**WORK REQUIRED:** Rewrite the stretch from the line containing "Tight-box annotation required for the class dark brown" through the line containing "[887,622,1043,853]", requests included, adding 42 to every bounding-box coordinate in the answers.

• • • • •

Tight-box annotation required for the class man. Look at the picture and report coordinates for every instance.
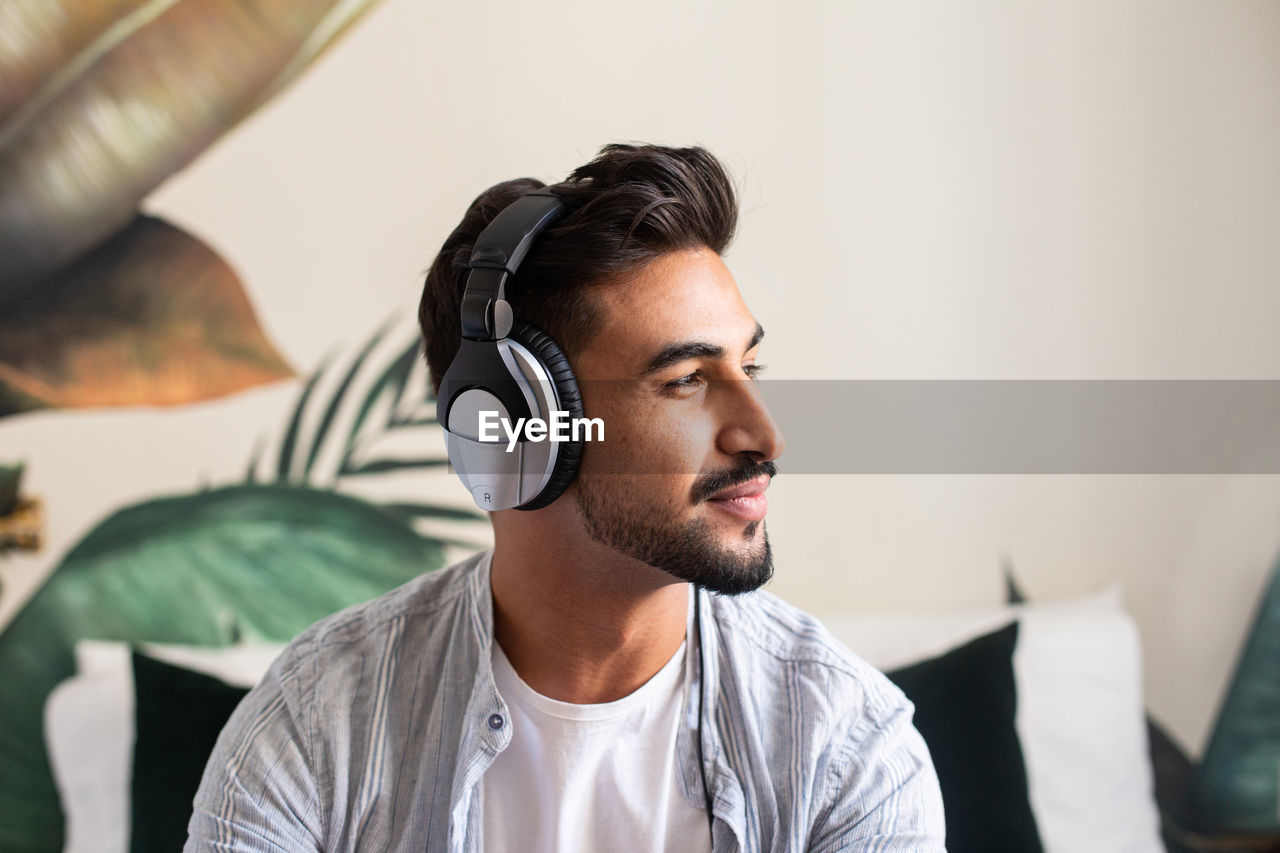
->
[187,146,943,853]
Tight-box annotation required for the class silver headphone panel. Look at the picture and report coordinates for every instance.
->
[444,338,559,511]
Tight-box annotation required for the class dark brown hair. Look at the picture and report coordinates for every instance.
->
[417,145,737,388]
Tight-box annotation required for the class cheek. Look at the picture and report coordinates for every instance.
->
[584,405,716,482]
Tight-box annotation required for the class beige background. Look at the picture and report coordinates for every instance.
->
[0,0,1280,751]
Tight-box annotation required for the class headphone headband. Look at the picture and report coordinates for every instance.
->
[461,190,564,341]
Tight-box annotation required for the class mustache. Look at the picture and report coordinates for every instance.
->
[691,459,778,503]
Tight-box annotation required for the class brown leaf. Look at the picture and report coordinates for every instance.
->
[0,216,293,415]
[0,0,372,304]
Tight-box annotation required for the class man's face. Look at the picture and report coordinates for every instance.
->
[572,248,783,594]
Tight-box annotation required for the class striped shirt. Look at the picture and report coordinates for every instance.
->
[186,552,945,853]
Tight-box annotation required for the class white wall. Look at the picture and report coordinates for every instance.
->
[12,0,1280,749]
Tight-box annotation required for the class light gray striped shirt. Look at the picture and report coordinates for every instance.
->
[186,552,943,853]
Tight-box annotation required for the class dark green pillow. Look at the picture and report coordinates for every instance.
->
[129,652,248,853]
[887,622,1043,853]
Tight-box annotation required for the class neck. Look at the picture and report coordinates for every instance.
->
[490,514,690,704]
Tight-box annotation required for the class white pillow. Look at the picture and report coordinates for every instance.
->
[45,640,284,853]
[822,588,1165,853]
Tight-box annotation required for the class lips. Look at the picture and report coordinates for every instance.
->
[707,475,769,521]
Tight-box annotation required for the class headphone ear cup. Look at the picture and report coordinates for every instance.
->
[507,320,584,510]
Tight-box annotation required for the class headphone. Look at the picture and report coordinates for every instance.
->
[435,190,714,833]
[435,190,582,511]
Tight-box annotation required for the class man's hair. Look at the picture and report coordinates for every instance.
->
[417,145,737,389]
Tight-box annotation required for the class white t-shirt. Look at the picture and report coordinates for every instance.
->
[483,627,710,853]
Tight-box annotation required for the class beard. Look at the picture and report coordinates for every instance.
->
[575,460,777,596]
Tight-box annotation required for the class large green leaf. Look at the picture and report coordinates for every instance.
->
[0,484,444,853]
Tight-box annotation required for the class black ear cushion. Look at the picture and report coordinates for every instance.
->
[507,320,582,510]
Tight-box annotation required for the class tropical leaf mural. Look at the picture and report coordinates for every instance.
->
[0,330,480,852]
[0,0,381,297]
[0,216,293,415]
[0,0,384,416]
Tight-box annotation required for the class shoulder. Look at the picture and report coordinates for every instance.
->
[713,590,914,726]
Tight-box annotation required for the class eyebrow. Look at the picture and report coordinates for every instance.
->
[640,323,764,377]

• • • • •

**EXERCISE ANSWER:**
Tight-box annotation required for the class dark brown hair. Look at the picture and report coordinates for every instance.
->
[459,187,779,430]
Tight-box annotation required for the class cheek. Look at the picture and report coordinates for every instance.
->
[626,447,758,524]
Tight-box annotation required for the class beige background. Look at the picture and report coordinates for every instance.
->
[42,42,1322,793]
Tight-box annotation required for the class headphone headband. Look at the picture and report coordinates for every instance.
->
[503,232,606,383]
Tight-box annotation required for the class mustache. Look at the picture and report coordinates for every instance.
->
[733,501,820,545]
Tight-box annotation required for the class brown leaf. Look at the picture and report coordinates for every instance.
->
[42,258,335,457]
[42,42,414,346]
Tight-box annotation required for the class man's face. Look at the picture and report coordinates for every instance.
->
[614,290,825,636]
Tight-box annotation required for the class striped shirt. Look at the picture and report coordinates for every instance.
->
[228,594,987,895]
Tight-box annotation required for the class white wall. Look at the picture and report coordinates for every instance.
->
[54,42,1322,791]
Tight-box annotation required for the class light gray striped shirt. Look at the picture and report coordinates for every instance.
->
[228,594,985,895]
Tight-box annotation required for the class dark green pillow. Look at the picture and report coordinates for every instance.
->
[171,694,290,895]
[929,664,1085,895]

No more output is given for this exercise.